Excerpted text:
◆ ◆ ◆ ◆ ◆ ◆ ◆

Experimenter presents a group exhibition, Searching for Stars Amongst the Crescents. Looking beyond the confines of our mental and physical capacities and prejudices, the exhibition seeks propositions for a future living. Probing failures and slippages of modernity, the artists reimagine the inheritances of shared legacies, build unexpected alliances of solidarity, and precipitate collective action. They revaluate terms of insanity, the intersections of personal experiences of the body and its ways of living and what it means to coexist within multi-layered alignments.
The title of the exhibition refers to Bani Abidi's work – Searching for Stars Amongst the Crescents which is composed of 12 silent videos across 3 screens. Through the suite of moving images, Abidi poetically touches upon the fragile equilibrium between the undertones of identity, religion and politics. Beyond the surficial, the works in the exhibition seem to imagine new alliances that explore complex intertwined relationships. Like Abidi's video, still and bereft of human presence, Rathin Barman's wall sculpture, The Courtyard Is No Longer There, uses an anthropological lens to refer to loss and memory, imagining propositions of homes constantly in flux. Altered architecture and built spaces represented in Naik's works act as memorials and markers of time, a plot, a site of mourning, or an instrument of questionable truth-value in Proposition for a Monument.
Several works on view in the exhibition find personal manifestations exploring relationships between the self and the body in landscape, space and society. Psychological & physical barriers and prejudices are challenged expressing collective and individual experiences in works by Radhika Khimji, Ayesha Sultana and Sohrab Hura in the exhibition. Investigating a space between architecture and gesture, Khimji's works employ references to ritualistic practices of applying dots and paint where the body is made present in a layered and barely decipherable landscape. Using painting, embroidery and collage, the works open up connections between the living and constructed bodies that surround us and a space between conflicting polarities emerge. Ayesha Sultana's study of her own breath, through a suite of scratch drawings on claycoated paper, Breath Count are deeply personal explorations of movement, mark making and corporeality. A sense of interconnectedness of the body to a larger system seems to unravel itself through the work. Repeatedly scratching the surface of the paper, Sultana reveals staccato patterns that represent a delicate inward probe of her own body using count, distance, motion and removal in breath.

◆ ◆ ◆ ◆ ◆ ◆ ◆

Dataset records:
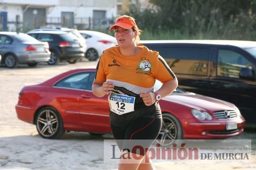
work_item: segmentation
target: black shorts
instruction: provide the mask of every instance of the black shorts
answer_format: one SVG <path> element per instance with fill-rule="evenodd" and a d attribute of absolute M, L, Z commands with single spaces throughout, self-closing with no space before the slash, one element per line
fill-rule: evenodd
<path fill-rule="evenodd" d="M 162 119 L 140 117 L 125 125 L 116 125 L 110 122 L 110 127 L 120 150 L 144 155 L 146 148 L 150 147 L 160 132 Z M 135 146 L 142 147 L 144 152 L 133 150 Z"/>

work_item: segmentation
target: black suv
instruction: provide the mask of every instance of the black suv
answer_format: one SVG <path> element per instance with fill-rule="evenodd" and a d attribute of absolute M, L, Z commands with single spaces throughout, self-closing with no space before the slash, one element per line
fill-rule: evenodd
<path fill-rule="evenodd" d="M 51 52 L 48 62 L 54 65 L 60 60 L 66 60 L 70 64 L 75 63 L 85 55 L 85 49 L 78 38 L 71 32 L 64 31 L 38 31 L 27 34 L 40 41 L 49 43 Z"/>
<path fill-rule="evenodd" d="M 159 52 L 177 75 L 180 87 L 232 103 L 238 107 L 247 122 L 256 122 L 256 42 L 177 40 L 140 42 Z"/>

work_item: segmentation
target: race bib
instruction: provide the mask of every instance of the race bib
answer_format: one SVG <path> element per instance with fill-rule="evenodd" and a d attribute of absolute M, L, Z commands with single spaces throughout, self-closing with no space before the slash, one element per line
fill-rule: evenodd
<path fill-rule="evenodd" d="M 134 111 L 135 97 L 115 93 L 108 96 L 110 110 L 121 115 Z"/>

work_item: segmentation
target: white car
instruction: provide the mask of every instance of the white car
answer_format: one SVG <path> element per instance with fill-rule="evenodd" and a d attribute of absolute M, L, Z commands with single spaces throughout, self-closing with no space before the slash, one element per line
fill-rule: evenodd
<path fill-rule="evenodd" d="M 85 57 L 90 61 L 97 60 L 106 49 L 117 45 L 116 38 L 107 34 L 90 30 L 78 31 L 86 39 Z"/>

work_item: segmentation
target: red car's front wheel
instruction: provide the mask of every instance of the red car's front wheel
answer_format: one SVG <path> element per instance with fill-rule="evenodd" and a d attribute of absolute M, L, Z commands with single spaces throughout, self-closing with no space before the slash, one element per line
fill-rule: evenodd
<path fill-rule="evenodd" d="M 58 139 L 65 133 L 62 119 L 54 108 L 47 107 L 40 110 L 36 117 L 39 134 L 46 139 Z"/>

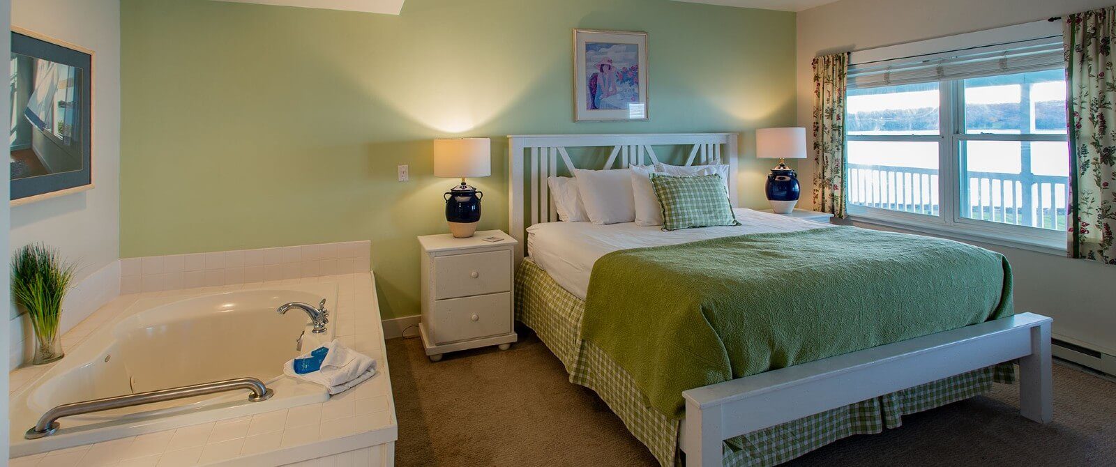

◆ ◆ ◆ ◆ ◆ ◆ ◆

What you need to do:
Answer these questions from the exhibition text above:
1. How many silent videos make up Bani Abidi's Searching for Stars Amongst the Crescents, and across how many screens are they shown?
2. What is the title of Rathin Barman's wall sculpture?
3. On what kind of paper are the scratch drawings in Ayesha Sultana's Breath Count made?

Written response:
1. It consists of 12 silent videos shown across 3 screens.
2. The Courtyard Is No Longer There.
3. Claycoated paper.